[Raw records]
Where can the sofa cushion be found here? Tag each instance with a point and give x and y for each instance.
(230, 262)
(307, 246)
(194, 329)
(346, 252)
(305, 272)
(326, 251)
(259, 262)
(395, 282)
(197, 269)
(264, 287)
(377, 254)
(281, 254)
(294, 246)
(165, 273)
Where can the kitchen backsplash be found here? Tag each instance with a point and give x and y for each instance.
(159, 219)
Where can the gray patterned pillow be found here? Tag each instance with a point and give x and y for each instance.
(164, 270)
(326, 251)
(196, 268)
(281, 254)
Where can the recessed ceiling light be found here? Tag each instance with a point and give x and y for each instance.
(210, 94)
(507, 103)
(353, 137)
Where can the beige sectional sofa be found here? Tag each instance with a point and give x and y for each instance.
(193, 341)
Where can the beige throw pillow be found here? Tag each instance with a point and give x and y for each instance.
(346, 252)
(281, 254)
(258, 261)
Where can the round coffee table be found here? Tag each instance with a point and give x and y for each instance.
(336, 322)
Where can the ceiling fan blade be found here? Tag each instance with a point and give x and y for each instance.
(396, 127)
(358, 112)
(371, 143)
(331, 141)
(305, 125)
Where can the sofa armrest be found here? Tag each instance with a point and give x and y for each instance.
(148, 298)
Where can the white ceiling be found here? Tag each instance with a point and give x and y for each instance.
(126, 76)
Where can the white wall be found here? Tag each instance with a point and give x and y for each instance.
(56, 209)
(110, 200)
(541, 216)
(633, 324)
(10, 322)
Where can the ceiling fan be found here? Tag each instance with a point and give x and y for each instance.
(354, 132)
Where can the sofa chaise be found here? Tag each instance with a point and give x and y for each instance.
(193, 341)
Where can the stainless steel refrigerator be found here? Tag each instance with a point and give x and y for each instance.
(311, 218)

Stated problem: Put the lines starting at the one that contains "Where can the stainless" and ending at the last line of the entries into a JSON list of strings, with one string per line and blank lines left out.

Task result:
[
  "Where can the stainless steel refrigerator be found here? Tag each instance with a point and give x and y for each instance.",
  "(311, 218)"
]